▶ **PROBLEM**
Only one span of the listing below is wanted: the lines from the one with "Might I ask you to indicate the wooden wall" through the one with "Might I ask you to indicate the gold", reproduced exactly, both ends kept.

▶ **INPUT DATA**
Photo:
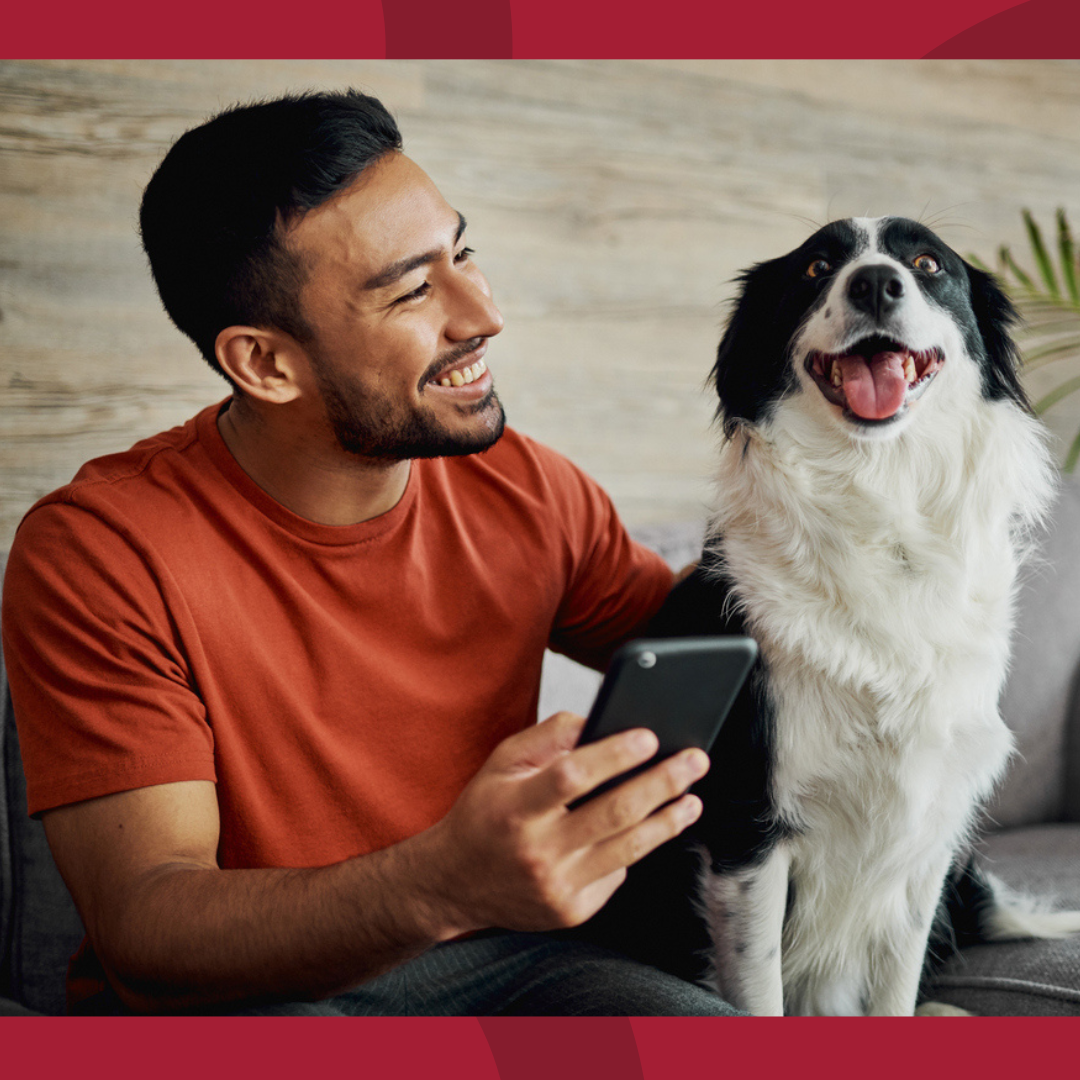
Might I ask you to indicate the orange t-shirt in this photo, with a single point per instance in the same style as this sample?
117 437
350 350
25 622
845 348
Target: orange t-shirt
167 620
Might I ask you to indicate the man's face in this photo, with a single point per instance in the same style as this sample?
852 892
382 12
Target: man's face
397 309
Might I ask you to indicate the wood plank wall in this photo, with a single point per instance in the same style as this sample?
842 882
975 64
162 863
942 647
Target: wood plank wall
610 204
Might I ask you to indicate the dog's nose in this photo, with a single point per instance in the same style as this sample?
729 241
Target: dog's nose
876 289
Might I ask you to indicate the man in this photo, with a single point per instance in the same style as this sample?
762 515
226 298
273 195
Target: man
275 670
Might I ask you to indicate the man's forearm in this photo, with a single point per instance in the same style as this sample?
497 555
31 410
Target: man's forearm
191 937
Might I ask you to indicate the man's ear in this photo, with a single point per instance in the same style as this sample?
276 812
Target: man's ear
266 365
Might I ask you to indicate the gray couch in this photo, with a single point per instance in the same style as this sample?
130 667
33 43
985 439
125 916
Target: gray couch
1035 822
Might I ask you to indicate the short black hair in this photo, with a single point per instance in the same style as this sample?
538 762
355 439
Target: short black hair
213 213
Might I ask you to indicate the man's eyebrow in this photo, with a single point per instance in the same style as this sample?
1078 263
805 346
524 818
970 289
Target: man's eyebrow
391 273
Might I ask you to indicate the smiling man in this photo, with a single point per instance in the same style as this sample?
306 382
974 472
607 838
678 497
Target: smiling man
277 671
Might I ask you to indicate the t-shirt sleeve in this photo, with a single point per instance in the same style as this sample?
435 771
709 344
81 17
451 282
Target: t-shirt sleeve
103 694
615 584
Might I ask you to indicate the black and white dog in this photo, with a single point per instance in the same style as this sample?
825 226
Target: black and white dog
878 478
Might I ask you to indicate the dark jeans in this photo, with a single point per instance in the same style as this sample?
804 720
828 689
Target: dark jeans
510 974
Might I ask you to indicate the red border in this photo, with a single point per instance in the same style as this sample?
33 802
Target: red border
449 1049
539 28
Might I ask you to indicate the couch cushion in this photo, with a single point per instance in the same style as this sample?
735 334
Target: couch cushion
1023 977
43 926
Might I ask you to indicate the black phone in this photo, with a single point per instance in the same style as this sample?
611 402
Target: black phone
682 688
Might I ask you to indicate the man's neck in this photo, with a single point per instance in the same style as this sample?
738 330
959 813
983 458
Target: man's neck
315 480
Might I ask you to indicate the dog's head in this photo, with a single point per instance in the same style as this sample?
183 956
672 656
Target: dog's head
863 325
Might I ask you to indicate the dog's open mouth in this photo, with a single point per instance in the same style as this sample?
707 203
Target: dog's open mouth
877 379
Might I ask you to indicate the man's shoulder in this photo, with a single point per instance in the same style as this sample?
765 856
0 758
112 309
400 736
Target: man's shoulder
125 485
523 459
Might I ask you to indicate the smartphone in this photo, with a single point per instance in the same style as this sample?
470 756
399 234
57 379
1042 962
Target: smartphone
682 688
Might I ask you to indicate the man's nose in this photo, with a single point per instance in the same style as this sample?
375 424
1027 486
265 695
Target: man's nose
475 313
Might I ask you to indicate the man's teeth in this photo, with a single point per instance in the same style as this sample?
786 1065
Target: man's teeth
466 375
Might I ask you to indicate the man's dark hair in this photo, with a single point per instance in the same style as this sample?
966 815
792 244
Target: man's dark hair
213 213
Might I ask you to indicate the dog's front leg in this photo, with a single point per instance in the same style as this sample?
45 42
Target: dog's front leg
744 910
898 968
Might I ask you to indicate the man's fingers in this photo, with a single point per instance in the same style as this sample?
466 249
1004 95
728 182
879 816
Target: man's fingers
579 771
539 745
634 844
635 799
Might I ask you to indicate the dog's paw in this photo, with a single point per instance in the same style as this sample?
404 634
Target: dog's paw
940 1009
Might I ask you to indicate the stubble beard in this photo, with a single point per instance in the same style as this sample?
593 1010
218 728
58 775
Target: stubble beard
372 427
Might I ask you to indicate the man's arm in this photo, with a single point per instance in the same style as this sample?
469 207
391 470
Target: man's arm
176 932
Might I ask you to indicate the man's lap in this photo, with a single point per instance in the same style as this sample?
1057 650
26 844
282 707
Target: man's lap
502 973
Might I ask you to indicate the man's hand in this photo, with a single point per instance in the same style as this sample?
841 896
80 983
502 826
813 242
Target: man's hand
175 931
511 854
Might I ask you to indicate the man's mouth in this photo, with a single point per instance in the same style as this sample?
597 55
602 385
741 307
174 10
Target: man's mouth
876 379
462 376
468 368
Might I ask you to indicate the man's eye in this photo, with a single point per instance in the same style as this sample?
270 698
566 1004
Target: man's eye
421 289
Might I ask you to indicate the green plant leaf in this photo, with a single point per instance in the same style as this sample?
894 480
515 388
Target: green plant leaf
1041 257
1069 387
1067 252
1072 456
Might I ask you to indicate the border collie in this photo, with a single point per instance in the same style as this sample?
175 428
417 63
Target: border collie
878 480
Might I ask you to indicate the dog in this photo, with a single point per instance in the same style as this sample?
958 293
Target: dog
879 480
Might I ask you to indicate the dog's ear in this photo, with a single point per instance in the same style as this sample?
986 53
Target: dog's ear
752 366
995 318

...

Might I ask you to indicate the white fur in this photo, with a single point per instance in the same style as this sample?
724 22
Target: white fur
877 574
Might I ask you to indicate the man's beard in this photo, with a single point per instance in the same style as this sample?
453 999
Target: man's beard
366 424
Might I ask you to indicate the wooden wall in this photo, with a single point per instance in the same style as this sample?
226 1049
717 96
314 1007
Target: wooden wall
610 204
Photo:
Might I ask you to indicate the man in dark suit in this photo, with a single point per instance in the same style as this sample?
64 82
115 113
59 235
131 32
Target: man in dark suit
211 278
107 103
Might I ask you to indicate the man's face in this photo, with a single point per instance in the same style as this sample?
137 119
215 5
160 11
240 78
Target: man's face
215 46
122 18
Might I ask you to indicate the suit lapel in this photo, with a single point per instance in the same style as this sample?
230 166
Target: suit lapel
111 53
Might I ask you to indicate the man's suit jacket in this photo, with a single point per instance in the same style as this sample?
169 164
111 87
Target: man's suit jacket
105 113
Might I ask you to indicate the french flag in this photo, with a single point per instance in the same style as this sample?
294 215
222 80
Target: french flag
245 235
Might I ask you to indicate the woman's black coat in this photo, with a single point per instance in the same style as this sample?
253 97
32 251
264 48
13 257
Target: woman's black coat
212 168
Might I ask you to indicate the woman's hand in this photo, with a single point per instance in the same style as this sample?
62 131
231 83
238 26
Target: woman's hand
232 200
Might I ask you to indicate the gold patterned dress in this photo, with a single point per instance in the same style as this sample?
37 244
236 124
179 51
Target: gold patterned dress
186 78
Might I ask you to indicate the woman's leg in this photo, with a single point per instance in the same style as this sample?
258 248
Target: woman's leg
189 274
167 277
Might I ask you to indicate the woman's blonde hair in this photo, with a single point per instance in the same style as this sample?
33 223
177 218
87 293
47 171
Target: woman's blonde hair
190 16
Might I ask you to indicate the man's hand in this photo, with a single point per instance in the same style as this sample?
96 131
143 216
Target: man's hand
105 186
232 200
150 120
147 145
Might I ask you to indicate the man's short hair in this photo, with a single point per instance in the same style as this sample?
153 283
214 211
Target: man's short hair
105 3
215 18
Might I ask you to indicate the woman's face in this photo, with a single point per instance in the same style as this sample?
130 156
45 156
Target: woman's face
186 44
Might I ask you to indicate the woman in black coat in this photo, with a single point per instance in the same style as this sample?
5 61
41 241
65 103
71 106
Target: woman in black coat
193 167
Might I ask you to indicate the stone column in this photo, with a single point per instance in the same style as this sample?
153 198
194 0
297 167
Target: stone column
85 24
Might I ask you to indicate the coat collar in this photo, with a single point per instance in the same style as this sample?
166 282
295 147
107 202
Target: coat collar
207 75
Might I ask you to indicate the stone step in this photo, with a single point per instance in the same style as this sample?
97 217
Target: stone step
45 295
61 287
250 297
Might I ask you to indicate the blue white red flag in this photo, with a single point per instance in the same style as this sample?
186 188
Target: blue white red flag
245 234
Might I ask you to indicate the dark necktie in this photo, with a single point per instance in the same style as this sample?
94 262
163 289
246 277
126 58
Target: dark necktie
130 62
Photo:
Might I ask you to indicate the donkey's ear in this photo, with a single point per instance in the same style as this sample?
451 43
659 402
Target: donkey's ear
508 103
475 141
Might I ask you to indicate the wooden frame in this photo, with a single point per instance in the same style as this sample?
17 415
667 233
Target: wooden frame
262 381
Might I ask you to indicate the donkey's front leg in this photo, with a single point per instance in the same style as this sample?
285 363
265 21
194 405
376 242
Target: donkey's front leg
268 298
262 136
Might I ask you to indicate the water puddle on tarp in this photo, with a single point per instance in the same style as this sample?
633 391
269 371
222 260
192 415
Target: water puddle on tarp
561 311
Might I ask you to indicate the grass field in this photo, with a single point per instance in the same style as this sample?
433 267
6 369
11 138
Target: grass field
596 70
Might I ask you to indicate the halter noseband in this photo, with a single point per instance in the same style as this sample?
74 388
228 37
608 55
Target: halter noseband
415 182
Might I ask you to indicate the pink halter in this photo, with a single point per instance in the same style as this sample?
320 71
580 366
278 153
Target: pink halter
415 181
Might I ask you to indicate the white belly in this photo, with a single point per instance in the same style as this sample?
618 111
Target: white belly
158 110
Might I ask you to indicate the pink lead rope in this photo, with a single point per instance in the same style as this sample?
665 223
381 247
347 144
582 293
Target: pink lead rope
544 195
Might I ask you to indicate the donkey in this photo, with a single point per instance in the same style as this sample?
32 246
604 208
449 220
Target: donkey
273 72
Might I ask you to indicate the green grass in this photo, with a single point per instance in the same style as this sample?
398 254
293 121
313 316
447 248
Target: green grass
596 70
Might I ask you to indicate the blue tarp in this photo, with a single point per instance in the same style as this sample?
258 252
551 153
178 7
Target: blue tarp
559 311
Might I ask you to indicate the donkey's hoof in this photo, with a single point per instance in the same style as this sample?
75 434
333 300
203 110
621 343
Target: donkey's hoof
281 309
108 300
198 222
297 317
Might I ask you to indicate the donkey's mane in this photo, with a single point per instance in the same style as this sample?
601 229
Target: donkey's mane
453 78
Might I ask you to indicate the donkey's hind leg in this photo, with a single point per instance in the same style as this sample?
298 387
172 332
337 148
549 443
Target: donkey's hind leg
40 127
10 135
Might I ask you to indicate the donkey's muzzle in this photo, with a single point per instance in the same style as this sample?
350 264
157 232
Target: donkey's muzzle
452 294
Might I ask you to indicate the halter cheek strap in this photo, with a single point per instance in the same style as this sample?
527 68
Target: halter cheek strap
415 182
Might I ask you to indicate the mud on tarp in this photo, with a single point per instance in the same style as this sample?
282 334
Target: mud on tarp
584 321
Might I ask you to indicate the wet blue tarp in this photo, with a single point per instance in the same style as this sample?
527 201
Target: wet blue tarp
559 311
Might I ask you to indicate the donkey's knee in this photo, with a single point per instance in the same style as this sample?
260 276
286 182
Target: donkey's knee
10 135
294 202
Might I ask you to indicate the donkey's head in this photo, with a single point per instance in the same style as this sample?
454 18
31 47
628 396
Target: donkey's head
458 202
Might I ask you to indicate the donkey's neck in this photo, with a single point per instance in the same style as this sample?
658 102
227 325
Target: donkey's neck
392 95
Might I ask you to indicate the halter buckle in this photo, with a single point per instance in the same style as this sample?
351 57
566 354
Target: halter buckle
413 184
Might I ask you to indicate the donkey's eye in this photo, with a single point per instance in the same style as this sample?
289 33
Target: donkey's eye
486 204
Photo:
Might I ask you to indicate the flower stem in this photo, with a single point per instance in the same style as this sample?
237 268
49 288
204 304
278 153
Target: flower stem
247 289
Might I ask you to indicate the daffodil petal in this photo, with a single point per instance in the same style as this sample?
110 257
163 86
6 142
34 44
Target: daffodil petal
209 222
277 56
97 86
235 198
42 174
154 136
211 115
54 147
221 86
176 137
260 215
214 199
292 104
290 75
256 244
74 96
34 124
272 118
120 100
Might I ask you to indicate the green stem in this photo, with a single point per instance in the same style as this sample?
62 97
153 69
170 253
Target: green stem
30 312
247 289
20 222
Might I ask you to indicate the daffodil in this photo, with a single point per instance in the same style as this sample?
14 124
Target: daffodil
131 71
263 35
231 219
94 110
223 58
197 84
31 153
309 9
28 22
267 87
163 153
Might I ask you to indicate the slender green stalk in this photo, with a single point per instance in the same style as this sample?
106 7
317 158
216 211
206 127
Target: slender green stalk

▶ **RESPONSE AREA**
Might I ask you to indicate the wooden wall in this photo, with a single point per instance in the same style as this sample?
226 1049
717 96
314 1007
Target: wooden wall
610 204
Photo:
Might I ask you to indicate the man in dark suit in this photo, with a single point per instance in the same style as this sample?
64 82
115 113
59 235
131 32
Target: man in dark suit
211 278
107 103
Might I ask you to indicate the man's face in this photo, with a single point per instance in the same style as this sample?
137 119
215 5
160 11
240 78
Target: man's face
215 46
122 18
Might I ask you to indicate the suit lapel in this photo, with a single point per instance in the same style as this sample?
230 166
Target: suit lapel
111 53
Might I ask you to indicate the man's suit jacket in this photo, with a single point per instance in the same style as this sample?
169 164
111 87
Target: man's suit jacket
105 113
Might I ask you to indicate the french flag in this photo, with a single point per instance in the same style as this sample?
294 215
222 80
Target: french flag
245 235
Might I ask you to indicate the woman's black coat in this photo, with a single point per instance in the same style as this sample?
253 97
32 251
264 48
13 257
Target: woman's black coat
212 168
Might I ask you to indicate the woman's hand in this photo, with a single point per instance in the same style as this sample?
62 131
231 83
238 26
Target: woman's hand
232 200
Might I ask you to indicate the gold patterned dress in this photo, with a single point per instance in the same style as this sample?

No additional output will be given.